» **Required task**
Beginning with the line where "Confirm that each instance of the tree" appears, repeat every remaining line of the entries exactly, the last line included.

[Dataset records about object locations]
:::

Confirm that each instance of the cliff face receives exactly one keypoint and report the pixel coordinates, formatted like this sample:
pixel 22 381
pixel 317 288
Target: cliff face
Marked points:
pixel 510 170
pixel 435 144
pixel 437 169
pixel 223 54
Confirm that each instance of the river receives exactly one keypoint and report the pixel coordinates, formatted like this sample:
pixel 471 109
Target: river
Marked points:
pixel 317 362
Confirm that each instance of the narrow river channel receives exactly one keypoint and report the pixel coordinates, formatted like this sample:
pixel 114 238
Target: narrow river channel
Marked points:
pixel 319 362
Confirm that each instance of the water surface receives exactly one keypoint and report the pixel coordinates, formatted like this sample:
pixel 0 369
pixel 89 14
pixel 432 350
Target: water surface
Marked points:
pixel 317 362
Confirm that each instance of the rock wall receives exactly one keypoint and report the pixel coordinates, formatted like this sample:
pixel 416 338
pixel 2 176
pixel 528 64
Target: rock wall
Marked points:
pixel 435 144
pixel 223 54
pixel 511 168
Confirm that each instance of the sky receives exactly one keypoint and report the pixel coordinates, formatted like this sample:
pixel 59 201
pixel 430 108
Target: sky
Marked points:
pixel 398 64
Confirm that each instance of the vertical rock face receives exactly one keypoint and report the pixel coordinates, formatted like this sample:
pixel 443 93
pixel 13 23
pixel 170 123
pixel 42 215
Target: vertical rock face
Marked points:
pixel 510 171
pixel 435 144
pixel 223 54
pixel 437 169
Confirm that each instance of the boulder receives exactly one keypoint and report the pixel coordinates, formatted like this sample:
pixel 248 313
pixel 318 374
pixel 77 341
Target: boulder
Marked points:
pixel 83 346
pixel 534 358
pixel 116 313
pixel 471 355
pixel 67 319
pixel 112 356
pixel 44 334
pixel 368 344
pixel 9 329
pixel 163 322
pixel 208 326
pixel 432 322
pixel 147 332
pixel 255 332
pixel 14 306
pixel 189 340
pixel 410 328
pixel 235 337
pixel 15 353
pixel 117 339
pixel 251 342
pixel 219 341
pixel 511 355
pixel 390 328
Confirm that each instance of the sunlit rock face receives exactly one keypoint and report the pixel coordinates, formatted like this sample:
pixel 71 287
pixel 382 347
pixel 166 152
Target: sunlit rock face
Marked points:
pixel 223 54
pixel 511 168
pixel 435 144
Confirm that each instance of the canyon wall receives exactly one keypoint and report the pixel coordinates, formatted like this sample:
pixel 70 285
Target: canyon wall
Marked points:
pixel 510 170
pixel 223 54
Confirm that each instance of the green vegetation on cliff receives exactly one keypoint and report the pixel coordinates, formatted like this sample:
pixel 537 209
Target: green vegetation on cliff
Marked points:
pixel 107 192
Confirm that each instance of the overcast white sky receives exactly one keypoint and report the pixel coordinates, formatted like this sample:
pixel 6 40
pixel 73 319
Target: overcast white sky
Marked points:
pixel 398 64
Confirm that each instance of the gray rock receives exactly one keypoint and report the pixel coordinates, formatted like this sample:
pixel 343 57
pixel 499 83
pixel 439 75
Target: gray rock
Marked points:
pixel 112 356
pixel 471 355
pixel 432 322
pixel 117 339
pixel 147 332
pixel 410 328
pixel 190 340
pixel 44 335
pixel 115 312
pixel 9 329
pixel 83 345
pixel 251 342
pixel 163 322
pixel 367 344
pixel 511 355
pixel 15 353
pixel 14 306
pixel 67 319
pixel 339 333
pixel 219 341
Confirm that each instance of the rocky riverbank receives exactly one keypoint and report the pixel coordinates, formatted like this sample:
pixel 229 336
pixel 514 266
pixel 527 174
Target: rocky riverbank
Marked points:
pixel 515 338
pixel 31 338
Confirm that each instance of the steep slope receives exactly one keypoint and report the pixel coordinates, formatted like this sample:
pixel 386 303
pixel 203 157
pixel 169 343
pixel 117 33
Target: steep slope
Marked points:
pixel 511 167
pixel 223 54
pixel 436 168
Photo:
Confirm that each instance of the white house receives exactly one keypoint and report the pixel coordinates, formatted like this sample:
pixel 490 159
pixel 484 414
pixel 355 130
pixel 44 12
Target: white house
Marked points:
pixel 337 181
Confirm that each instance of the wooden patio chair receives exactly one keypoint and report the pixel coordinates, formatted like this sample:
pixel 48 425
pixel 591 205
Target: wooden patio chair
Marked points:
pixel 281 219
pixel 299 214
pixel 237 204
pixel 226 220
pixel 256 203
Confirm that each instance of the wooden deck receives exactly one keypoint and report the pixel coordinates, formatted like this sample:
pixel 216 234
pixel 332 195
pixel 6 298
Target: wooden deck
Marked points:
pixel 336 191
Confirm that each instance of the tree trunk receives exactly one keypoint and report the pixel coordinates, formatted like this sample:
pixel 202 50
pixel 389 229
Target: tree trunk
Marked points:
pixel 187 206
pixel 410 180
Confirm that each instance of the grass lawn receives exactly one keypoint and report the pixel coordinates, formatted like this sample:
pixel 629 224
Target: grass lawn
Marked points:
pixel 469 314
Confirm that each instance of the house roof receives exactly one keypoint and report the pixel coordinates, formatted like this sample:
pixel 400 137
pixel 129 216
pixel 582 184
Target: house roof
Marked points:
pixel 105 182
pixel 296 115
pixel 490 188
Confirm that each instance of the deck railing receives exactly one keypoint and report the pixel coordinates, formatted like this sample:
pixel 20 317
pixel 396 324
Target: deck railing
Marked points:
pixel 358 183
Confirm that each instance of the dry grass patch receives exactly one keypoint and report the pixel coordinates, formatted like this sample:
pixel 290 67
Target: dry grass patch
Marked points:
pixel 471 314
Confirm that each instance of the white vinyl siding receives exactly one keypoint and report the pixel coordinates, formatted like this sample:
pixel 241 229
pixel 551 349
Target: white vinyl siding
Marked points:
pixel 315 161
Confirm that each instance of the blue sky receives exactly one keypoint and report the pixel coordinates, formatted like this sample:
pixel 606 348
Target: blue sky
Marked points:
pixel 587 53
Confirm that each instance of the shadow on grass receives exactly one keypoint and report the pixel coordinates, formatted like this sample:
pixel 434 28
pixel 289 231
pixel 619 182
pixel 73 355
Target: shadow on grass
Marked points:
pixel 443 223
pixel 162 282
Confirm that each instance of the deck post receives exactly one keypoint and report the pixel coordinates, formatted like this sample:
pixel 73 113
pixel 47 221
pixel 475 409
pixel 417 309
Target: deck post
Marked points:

:::

» **Worked solution**
Confirm that each instance of the tree trunk receives exactly one keypoint and report the pixel coordinates, formatted like this sample:
pixel 202 50
pixel 389 229
Target: tree trunk
Marked points:
pixel 187 206
pixel 410 180
Confirm that each instance of the grass lawn receives exactly one keypoint and report the pixel coordinates, formatted like this sample:
pixel 629 224
Target: grass lawn
Marked points:
pixel 469 314
Confirm that each instance of the house roof receives exactly one keypoint and report the pixel coordinates, formatted like this sample:
pixel 400 137
pixel 129 216
pixel 582 184
Target: house roof
Marked points:
pixel 105 182
pixel 296 115
pixel 490 188
Confirm that each instance of the deck railing receives exactly one keypoint and report the pixel coordinates, formatted like this sample:
pixel 20 317
pixel 396 324
Target: deck railing
Marked points:
pixel 358 183
Confirm that each instance of the dry grass patch receives exactly one keypoint and report the pixel coordinates, formatted like this sample:
pixel 290 67
Target: dry grass patch
Marked points:
pixel 471 314
Confirm that each instance of the white vinyl siding receives exactly one keypoint and report the pixel coordinates, formatted like this sample:
pixel 241 229
pixel 551 349
Target: white vinyl siding
Marked points:
pixel 315 161
Confirm that each instance of the blue sky receives exactly one keypoint and report the pixel coordinates, formatted like this sample:
pixel 606 348
Target: blue sky
Marked points:
pixel 587 53
Confirm that each instance of the shadow on grass receives exactly one keypoint and report the pixel coordinates, formatted like this sample:
pixel 434 28
pixel 289 231
pixel 619 182
pixel 73 355
Target: shadow on grass
Marked points:
pixel 443 223
pixel 162 282
Confirm that each instance of the deck post receives exactly one keypoint and report the pixel coordinates, formatted like this sample:
pixel 73 113
pixel 47 221
pixel 475 409
pixel 417 309
Target: deck post
Marked points:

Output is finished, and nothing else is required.